• [EXTRAIT FOURNI]
Le télamon d'Agrigente, symbole du monde à l'envers de la région sicilienne


Le télamon d'Agrigente ? Références ponctuelles à Frankenstein : ainsi constitué, il trahit sa véritable fonction architecturale, il assemble peut-être des morceaux de plusieurs télamons, et il manque à sa base une recherche d'harmonie et de continuité avec le contexte. Et il est le symbole de la relation difficile que la Région autonome entretient avec les archéologues.

En regardant et en regardant encore le télamon d’Agrigente, qui a tant fait parler de lui dans le monde des archéologues (beaucoup moins dans celui des architectes, et ce n’est pas un hasard), je me suis souvenu des figures rhétoriques du mundus inversus racontées par le grand Tullio De Mauro à l’époque de mes études universitaires. Un monde à l’envers, également pratiqué dans les arts graphiques, dans lequel les rôles et les fonctions des êtres vivants et des objets sont inversés : ainsi, par exemple, c’est l’homme qui tire la charrue poussée par le bœuf, ou le riche qui prend en pitié un morceau de pain à la table d’un mendiant, etc.

• [CONSIGNES]
**a.** Dans le texte sur le télamon d'Agrigente, relevez les trois reproches faits au télamon juste après les mots « ainsi constitué ».
**b.** Recopiez, s'il vous plaît, tout le passage du texte sur le télamon d'Agrigente qui va de « Le télamon d'Agrigente ? » jusqu'à « avec les archéologues. ».
**c.** Réécrivez sous forme de liste le paragraphe du texte sur le télamon d'Agrigente qui commence par « En regardant et en regardant encore », sans perdre ses faits principaux.
Vous n'aurez pas besoin des entrées.

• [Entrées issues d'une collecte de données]
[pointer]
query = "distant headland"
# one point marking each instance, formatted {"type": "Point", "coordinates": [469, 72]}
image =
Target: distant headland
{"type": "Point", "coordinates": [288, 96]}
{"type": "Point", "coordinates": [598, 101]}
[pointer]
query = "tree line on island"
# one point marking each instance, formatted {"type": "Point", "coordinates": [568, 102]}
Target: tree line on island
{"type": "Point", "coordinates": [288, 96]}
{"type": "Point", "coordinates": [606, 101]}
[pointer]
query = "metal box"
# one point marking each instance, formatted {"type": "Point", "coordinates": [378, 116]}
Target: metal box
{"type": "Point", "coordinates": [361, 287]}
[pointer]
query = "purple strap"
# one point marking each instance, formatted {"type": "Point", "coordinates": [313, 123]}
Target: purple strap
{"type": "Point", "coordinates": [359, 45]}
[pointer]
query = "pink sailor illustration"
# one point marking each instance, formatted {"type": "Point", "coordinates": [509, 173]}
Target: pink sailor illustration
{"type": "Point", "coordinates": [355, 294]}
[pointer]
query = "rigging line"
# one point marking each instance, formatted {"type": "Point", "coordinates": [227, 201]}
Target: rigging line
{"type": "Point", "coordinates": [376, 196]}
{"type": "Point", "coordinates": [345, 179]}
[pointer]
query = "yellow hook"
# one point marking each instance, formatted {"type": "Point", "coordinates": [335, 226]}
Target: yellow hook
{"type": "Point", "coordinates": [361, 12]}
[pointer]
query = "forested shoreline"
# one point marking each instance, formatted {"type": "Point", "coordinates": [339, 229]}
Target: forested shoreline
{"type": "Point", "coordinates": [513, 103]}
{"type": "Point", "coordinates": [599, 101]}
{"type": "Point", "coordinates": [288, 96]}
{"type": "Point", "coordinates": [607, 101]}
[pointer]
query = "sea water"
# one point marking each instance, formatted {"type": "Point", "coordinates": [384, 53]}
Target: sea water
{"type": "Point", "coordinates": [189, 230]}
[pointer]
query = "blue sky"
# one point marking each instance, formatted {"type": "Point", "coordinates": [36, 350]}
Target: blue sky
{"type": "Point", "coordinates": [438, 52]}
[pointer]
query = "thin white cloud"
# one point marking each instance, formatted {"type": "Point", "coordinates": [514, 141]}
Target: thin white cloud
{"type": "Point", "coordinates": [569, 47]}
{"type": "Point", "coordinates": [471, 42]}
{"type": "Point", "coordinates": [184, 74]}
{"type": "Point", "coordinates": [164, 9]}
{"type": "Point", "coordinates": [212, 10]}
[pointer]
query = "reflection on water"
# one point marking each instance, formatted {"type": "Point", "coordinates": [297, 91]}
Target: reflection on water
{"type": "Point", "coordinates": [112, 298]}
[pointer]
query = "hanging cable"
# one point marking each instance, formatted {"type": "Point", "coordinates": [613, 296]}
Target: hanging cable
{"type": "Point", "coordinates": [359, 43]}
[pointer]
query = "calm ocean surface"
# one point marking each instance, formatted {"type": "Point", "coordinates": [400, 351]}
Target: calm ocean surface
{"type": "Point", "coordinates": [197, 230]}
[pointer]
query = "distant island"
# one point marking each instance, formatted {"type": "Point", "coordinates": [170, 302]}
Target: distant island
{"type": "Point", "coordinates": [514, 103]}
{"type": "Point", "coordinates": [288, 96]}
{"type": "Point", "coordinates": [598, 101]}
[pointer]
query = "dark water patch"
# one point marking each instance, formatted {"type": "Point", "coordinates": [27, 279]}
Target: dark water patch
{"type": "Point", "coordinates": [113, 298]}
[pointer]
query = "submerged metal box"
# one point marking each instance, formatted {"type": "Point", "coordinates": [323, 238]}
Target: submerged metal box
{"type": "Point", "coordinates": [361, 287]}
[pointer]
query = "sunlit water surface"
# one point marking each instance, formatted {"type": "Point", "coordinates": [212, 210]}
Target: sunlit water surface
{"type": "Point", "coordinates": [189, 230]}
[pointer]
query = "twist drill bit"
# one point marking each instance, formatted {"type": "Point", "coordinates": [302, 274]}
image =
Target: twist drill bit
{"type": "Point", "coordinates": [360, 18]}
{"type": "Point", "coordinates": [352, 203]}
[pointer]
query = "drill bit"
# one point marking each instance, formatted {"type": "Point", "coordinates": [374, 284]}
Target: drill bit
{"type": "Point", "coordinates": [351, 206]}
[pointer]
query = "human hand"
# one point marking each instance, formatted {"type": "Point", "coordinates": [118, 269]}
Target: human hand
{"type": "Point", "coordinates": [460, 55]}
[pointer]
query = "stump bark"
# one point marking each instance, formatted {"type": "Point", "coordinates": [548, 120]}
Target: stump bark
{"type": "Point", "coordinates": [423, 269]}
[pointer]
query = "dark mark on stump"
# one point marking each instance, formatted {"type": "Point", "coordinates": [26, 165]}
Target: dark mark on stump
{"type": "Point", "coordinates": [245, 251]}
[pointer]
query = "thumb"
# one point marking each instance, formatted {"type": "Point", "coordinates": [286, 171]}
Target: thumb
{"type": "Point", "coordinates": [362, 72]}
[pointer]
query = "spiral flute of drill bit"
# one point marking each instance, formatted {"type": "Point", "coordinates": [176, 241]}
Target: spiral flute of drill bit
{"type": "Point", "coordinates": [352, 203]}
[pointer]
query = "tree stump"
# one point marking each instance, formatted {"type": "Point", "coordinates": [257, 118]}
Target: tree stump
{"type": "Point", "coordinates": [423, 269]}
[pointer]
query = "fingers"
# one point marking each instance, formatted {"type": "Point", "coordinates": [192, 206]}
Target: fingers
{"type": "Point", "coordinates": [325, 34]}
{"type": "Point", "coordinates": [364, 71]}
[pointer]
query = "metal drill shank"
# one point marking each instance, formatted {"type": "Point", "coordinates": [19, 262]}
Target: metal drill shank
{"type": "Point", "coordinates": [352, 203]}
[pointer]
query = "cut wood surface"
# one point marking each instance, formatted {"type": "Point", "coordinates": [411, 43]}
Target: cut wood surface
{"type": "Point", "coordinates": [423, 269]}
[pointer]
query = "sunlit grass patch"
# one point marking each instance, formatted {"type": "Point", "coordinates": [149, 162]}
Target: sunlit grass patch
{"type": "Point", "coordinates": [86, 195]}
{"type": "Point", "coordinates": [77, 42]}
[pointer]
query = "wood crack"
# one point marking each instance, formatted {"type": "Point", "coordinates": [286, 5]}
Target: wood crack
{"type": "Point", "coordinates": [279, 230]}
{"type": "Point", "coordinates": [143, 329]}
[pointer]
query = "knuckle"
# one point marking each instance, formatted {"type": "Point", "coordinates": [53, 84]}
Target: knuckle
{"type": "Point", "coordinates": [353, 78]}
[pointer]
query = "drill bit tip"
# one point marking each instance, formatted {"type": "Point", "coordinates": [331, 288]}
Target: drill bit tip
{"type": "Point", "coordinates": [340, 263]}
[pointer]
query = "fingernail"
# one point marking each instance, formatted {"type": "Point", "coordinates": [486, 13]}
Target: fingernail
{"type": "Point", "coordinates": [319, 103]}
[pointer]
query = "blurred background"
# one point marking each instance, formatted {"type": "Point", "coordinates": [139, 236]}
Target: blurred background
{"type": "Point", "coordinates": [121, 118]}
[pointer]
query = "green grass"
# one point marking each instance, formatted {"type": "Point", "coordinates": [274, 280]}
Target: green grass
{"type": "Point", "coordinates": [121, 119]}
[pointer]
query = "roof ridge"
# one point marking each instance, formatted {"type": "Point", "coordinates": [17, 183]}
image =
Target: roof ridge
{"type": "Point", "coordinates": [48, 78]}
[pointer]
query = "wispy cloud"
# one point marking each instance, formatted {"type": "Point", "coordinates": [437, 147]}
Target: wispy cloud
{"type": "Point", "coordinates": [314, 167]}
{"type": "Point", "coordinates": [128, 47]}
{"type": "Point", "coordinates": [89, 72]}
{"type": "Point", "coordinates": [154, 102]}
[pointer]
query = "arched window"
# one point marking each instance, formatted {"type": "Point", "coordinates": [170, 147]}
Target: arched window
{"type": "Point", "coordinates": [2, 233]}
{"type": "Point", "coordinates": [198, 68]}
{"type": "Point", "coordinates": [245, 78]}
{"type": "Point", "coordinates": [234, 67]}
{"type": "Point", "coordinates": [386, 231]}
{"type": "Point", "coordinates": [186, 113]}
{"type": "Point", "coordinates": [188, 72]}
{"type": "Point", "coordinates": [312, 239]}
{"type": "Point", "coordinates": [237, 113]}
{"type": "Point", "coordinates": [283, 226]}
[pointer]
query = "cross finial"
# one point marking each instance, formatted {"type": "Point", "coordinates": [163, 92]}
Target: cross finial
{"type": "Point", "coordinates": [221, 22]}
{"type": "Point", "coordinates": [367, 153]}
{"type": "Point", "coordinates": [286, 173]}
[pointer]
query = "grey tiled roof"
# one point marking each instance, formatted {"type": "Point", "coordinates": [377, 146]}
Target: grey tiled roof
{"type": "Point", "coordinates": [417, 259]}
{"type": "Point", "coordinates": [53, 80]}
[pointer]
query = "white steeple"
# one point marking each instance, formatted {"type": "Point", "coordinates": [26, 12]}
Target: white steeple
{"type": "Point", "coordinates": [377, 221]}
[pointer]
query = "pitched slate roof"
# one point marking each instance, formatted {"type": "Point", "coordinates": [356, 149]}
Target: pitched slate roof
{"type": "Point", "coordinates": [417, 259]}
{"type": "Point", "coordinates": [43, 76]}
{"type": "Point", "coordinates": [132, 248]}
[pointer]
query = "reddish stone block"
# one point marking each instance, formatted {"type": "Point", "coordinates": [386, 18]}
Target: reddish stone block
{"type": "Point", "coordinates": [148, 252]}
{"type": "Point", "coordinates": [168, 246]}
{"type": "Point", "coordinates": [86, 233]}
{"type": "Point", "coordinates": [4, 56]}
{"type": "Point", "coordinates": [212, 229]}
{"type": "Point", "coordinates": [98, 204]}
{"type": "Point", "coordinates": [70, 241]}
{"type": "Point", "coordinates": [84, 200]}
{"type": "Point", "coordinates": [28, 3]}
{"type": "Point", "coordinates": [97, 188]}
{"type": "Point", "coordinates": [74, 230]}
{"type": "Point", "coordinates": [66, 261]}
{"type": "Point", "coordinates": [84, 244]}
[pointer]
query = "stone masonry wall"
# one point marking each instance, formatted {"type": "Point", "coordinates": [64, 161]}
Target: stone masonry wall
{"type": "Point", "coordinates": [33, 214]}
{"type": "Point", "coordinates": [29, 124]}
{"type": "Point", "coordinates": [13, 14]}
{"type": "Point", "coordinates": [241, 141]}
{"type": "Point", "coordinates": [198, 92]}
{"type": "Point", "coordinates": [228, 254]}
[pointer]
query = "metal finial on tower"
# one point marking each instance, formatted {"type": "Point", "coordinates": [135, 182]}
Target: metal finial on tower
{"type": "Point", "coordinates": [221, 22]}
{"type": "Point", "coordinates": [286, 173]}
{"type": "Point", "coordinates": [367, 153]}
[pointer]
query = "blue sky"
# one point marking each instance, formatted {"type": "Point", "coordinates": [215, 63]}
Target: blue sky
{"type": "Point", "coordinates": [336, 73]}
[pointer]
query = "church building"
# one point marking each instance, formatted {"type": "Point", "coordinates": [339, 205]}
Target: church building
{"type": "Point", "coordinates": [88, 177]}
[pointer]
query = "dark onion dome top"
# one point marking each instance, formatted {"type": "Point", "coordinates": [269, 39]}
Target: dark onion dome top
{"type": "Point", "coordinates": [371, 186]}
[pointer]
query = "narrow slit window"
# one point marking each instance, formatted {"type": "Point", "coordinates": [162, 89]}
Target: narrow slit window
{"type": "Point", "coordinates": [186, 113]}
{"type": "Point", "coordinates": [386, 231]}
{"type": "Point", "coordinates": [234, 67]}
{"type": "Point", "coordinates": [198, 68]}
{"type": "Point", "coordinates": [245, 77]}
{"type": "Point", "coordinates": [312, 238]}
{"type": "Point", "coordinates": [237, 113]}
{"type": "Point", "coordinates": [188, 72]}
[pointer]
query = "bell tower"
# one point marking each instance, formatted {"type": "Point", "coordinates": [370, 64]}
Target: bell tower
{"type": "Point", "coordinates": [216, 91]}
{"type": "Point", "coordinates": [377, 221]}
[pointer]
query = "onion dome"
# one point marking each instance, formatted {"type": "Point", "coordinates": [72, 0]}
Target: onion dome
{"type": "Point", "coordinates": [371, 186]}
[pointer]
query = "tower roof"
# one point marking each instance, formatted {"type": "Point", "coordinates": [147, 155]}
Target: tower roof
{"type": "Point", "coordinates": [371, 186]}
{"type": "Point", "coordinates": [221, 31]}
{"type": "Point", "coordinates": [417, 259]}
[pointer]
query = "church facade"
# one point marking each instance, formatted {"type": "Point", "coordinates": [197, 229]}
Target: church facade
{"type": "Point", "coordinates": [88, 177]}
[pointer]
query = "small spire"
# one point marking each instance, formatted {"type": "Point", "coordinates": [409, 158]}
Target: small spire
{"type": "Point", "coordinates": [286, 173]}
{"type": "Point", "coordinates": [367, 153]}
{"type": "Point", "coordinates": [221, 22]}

• [RÉPONSES AUX CONSIGNES]
**a.**
- Il trahit sa véritable fonction architecturale.
- Il assemble peut-être des morceaux de plusieurs télamons.
- Il manque à sa base une recherche d'harmonie et de continuité avec le contexte.

**b.**
Le télamon d'Agrigente ? Références ponctuelles à Frankenstein : ainsi constitué, il trahit sa véritable fonction architecturale, il assemble peut-être des morceaux de plusieurs télamons, et il manque à sa base une recherche d'harmonie et de continuité avec le contexte. Et il est le symbole de la relation difficile que la Région autonome entretient avec les archéologues.

**c.**
- Le télamon d'Agrigente a beaucoup fait parler de lui chez les archéologues, bien moins chez les architectes, et ce n'est pas un hasard.
- En le regardant longuement, je me suis souvenu des figures rhétoriques du mundus inversus racontées par Tullio De Mauro à l'époque de mes études universitaires.
- Dans ce monde à l'envers, également pratiqué dans les arts graphiques, les rôles et les fonctions des êtres vivants et des objets sont inversés.
- Exemples : l'homme tire la charrue poussée par le bœuf ; le riche prend en pitié un morceau de pain à la table d'un mendiant.